What the task requires — Verbatim copy, images removed: write out the entries below.

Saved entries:
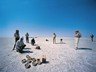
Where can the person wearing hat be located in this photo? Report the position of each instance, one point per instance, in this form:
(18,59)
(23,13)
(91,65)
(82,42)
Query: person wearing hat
(27,37)
(17,37)
(20,45)
(77,38)
(54,38)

Task output —
Where can the person wearing hat be located in this photo? Report the position of each instance, one point per instance, in this form:
(18,59)
(23,13)
(91,65)
(82,42)
Query: person wearing hat
(27,37)
(17,37)
(20,45)
(77,38)
(54,38)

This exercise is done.